___ Data extract

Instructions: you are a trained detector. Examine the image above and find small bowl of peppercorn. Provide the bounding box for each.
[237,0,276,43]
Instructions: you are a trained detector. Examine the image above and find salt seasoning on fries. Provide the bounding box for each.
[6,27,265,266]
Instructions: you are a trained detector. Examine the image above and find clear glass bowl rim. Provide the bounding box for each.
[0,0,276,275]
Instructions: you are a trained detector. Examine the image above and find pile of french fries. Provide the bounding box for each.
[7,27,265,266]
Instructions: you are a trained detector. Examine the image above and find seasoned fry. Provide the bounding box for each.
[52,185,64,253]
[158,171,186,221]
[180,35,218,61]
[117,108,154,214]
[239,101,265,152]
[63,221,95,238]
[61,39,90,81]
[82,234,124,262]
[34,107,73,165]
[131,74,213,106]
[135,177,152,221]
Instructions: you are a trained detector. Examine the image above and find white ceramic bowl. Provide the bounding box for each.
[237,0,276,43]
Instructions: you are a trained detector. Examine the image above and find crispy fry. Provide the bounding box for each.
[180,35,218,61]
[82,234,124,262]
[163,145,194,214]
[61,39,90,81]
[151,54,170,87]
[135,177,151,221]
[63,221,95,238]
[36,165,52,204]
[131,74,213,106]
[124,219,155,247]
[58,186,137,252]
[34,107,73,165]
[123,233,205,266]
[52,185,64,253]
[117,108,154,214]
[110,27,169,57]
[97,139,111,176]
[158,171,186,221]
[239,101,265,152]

______

## Set problem
Can you change "trained detector" to "object locator" everywhere in the records above and write them out again with nothing else altered?

## Expected output
Instructions: you are a object locator. Examine the image above and find small bowl of peppercorn. Provide the bounding box for each.
[237,0,276,43]
Instructions: you are a object locator. Examine the image above and find salt seasoning on fries. Provide the bounding box for each.
[6,27,265,266]
Instructions: you are a object locator. Examine the image above and find clear glass bowl rim. Provide the bounding box for each.
[0,0,276,275]
Instructions: you are a object locator. Examine the image above and find pile of french fries. Provide the bounding box for each.
[7,27,265,266]
Instructions: you are a object locator. Examine the image above and find seasoned fry. Provide the bounding box for each.
[52,185,64,253]
[158,171,186,221]
[180,35,218,61]
[117,108,154,214]
[239,101,265,152]
[63,221,95,238]
[61,39,90,81]
[82,234,124,262]
[34,107,73,165]
[131,74,213,106]
[135,177,152,221]
Instructions: you are a object locator. Examine the image above and find white ceramic bowl. Provide the bounding box for each.
[237,0,276,43]
Instructions: you are a object locator. Examine the image above and find crispy fry. Provide the bounding box for each.
[180,35,218,61]
[82,234,124,262]
[163,145,194,214]
[61,39,90,81]
[151,54,170,87]
[135,177,151,221]
[63,221,95,238]
[36,165,52,204]
[131,74,213,106]
[124,219,155,247]
[58,186,137,252]
[34,107,73,165]
[123,233,205,266]
[52,185,64,253]
[117,108,154,214]
[110,27,169,57]
[97,139,111,176]
[158,171,186,221]
[239,101,265,152]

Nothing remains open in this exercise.